> _Entries_:
────
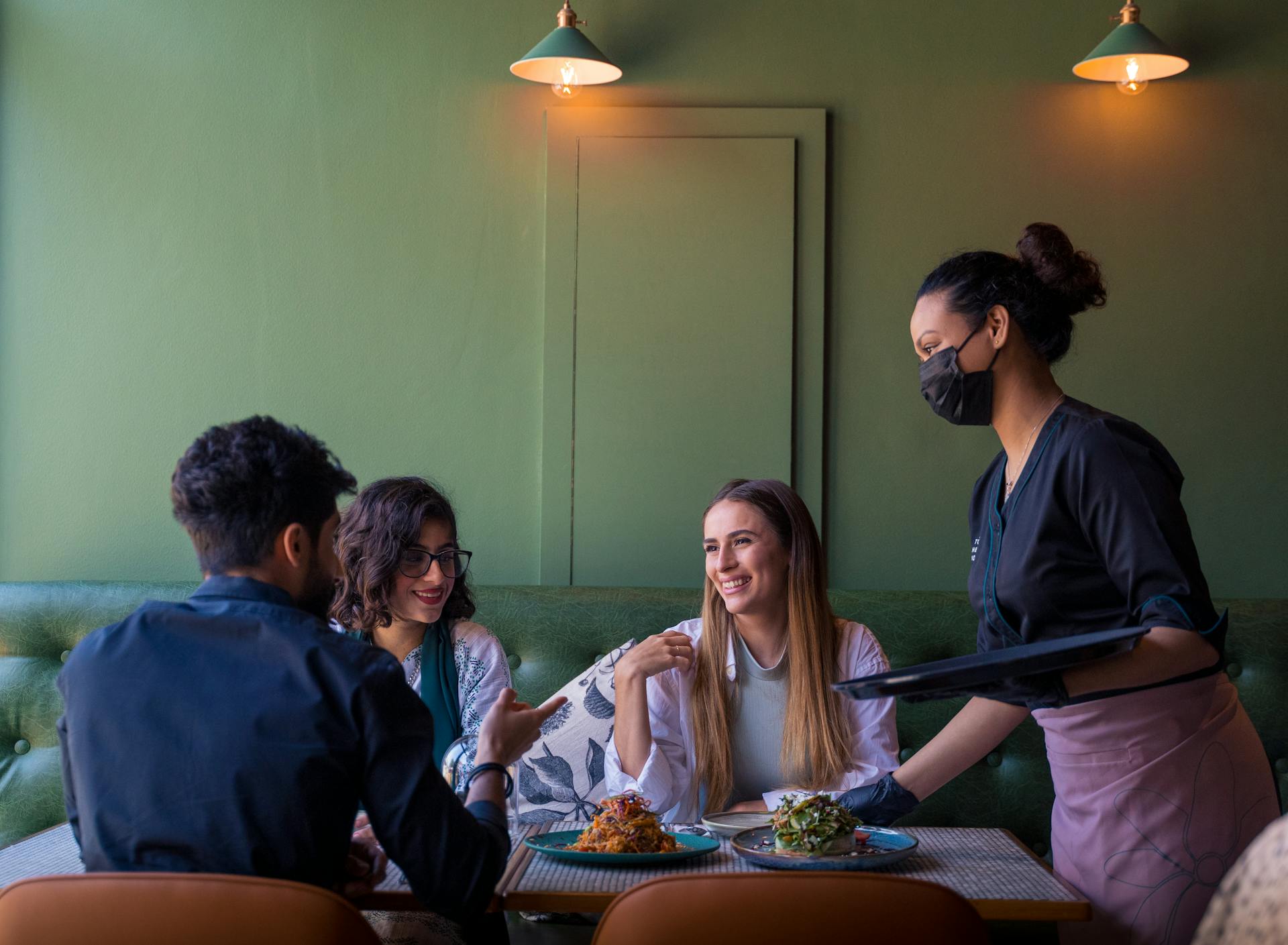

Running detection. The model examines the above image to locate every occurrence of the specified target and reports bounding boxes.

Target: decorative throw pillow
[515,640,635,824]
────
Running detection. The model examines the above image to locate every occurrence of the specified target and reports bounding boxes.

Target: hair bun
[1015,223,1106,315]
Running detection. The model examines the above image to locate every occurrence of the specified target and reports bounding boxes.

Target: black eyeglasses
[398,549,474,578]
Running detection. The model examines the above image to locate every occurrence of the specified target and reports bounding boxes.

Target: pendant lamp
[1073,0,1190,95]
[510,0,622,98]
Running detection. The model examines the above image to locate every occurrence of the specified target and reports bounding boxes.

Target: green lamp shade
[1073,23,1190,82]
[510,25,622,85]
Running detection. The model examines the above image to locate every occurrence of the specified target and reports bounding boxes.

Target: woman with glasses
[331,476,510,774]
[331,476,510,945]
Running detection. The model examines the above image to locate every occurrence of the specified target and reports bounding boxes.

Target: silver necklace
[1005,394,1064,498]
────
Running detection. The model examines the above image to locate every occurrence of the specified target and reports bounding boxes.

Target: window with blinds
────
> _Exercise objective_:
Which lines above contain the string "lamp" with the same capitalization? Copy each of those lines in full.

> _The result_:
Target: pendant lamp
Target: green lamp shade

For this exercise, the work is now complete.